== Extracted material ==

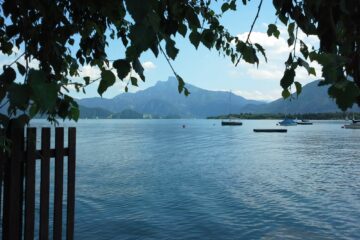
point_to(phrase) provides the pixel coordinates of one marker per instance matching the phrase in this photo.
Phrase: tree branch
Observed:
(251, 29)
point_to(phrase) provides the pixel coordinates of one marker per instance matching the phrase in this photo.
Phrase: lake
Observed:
(154, 179)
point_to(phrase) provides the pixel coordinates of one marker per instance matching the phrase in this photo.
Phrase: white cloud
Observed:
(259, 95)
(148, 65)
(277, 52)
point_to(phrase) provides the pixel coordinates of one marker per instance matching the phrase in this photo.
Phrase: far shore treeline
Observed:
(310, 116)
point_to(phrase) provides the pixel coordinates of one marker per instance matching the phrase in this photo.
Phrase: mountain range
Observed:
(163, 100)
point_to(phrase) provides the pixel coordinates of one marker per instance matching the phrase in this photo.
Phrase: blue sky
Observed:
(208, 70)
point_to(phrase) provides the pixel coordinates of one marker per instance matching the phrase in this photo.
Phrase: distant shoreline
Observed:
(271, 116)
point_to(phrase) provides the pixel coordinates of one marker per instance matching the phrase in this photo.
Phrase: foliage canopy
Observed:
(47, 32)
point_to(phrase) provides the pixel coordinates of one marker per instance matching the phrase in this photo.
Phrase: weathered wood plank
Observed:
(44, 184)
(12, 217)
(2, 165)
(71, 184)
(59, 171)
(30, 184)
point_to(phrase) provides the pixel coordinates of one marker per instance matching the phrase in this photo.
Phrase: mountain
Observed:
(313, 99)
(163, 99)
(86, 112)
(127, 114)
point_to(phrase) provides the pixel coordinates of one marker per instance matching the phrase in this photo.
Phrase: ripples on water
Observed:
(153, 179)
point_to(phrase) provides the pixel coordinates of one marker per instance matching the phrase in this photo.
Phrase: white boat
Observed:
(355, 124)
(287, 122)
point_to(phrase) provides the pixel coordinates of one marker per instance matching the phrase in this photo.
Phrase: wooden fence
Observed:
(18, 185)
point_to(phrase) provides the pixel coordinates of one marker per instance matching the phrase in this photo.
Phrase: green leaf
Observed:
(71, 41)
(74, 113)
(291, 38)
(273, 31)
(208, 38)
(107, 80)
(225, 7)
(285, 93)
(8, 76)
(170, 48)
(87, 80)
(192, 18)
(138, 9)
(122, 67)
(195, 38)
(33, 110)
(261, 50)
(19, 95)
(298, 87)
(181, 83)
(44, 92)
(138, 69)
(182, 29)
(186, 92)
(304, 49)
(21, 68)
(312, 71)
(134, 81)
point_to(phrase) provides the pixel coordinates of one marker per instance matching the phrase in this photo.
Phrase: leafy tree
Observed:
(63, 35)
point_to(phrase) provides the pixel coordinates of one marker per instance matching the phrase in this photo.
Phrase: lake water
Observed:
(154, 179)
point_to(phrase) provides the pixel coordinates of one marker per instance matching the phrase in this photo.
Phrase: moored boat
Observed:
(269, 130)
(231, 123)
(287, 122)
(304, 122)
(354, 125)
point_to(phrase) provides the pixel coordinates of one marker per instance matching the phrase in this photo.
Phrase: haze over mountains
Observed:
(163, 100)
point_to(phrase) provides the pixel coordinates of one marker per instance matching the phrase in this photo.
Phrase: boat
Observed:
(304, 122)
(268, 130)
(355, 124)
(287, 122)
(229, 122)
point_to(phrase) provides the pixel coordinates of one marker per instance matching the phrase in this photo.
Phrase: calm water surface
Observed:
(153, 179)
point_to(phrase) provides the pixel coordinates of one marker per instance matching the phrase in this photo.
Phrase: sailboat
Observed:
(229, 122)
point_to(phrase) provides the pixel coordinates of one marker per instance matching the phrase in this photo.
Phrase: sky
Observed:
(207, 69)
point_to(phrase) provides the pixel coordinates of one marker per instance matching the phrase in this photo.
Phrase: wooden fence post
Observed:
(18, 175)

===

Work to be completed
From the first line to the last, retype the data above exactly, but not its images.

Exercise answer
point_to(phrase) provides the pixel coordinates of one marker per instance matching the phrase in this photo.
Phrase: tree branch
Observed:
(251, 29)
point_to(phrase) provides the pixel coordinates of one marker per instance matching the phrase in this photo.
Phrase: lake
Observed:
(154, 179)
point_to(phrase) provides the pixel coordinates of one marker per instance matching the phrase in this photo.
Phrase: white cloud
Observed:
(259, 95)
(148, 65)
(277, 52)
point_to(phrase) provides the pixel coordinates of one marker per instance matching the phrase in this photo.
Phrase: far shore treeline
Observed:
(310, 116)
point_to(phrase) provides the pixel coordinates of one marker per instance matching the phrase in this photo.
Phrase: mountain range
Observed:
(163, 100)
point_to(phrase) provides the pixel coordinates of one marker per instance matching the phrase in this photo.
Phrase: blue sky
Observed:
(208, 70)
point_to(phrase) provides the pixel coordinates of one marker per instance matching the phrase in this photo.
Phrase: distant shoreline
Observed:
(271, 116)
point_to(phrase) provides the pixel coordinates of one marker per instance matching the phrase in this photo.
Phrase: foliage canopy
Observed:
(47, 32)
point_to(phrase) provides the pixel coordinates of one marker per instance matching the phrase in this photo.
Phrase: weathered wood plank
Observed:
(44, 184)
(12, 217)
(2, 165)
(71, 184)
(59, 171)
(30, 184)
point_to(phrase) provides the pixel coordinates of one marker per instance matching the phrase in this photo.
Phrase: mountain
Observed:
(313, 99)
(163, 99)
(86, 112)
(127, 114)
point_to(phrase) provides the pixel coordinates of one marker per instance matching the phrase in this photo.
Phrase: ripples on water
Observed:
(153, 179)
point_to(phrase) provides the pixel coordinates of one marker per instance matching the phrase in this photo.
Phrase: white boat
Observed:
(355, 124)
(287, 122)
point_to(phrase) provides the pixel coordinates of one marker per instance matching the phrase in this photo.
Phrase: wooden fence
Observed:
(18, 185)
point_to(phrase) provides the pixel coordinates of one marker per instance matching the phrase in this photo.
Phrase: green leaf
Observed:
(71, 41)
(74, 113)
(291, 38)
(273, 31)
(208, 38)
(107, 80)
(225, 7)
(285, 93)
(8, 76)
(170, 48)
(87, 80)
(192, 18)
(138, 9)
(122, 67)
(195, 38)
(33, 110)
(261, 50)
(19, 95)
(298, 87)
(181, 83)
(44, 92)
(138, 69)
(182, 29)
(186, 92)
(304, 49)
(21, 68)
(312, 71)
(134, 81)
point_to(phrase) provides the pixel coordinates of one marker per instance matching the phrase in this photo.
Phrase: leafy tree
Observed:
(63, 35)
point_to(phrase) provides the pixel coordinates of one marker per instance matching the phrase in this photo.
Phrase: lake water
Observed:
(154, 179)
point_to(phrase) provides the pixel coordinates of one marker per instance matching the phrase in this photo.
Phrase: moored boat
Observed:
(269, 130)
(231, 123)
(287, 122)
(304, 122)
(354, 125)
point_to(phrase) provides the pixel coordinates of one marker per instance matching the phrase in this photo.
Phrase: haze over mountains
Observed:
(163, 100)
point_to(phrase) provides the pixel coordinates of one marker per instance matching the phrase in this photo.
Phrase: boat
Observed:
(304, 122)
(268, 130)
(355, 124)
(287, 122)
(229, 122)
point_to(phrase) provides the pixel coordinates of one marker per instance matching the phrase in this photo.
Phrase: calm water surface
Observed:
(153, 179)
point_to(phrase) provides the pixel coordinates of one marker per instance matching the phrase in this photo.
Phrase: sailboat
Observed:
(229, 122)
point_to(phrase) provides the pixel coordinates of one marker per instance matching the phrase in this photo.
Phrase: sky
Observed:
(207, 69)
point_to(phrase) provides the pixel coordinates of one marker per instance matching the phrase in this photo.
Phrase: wooden fence post
Observed:
(18, 175)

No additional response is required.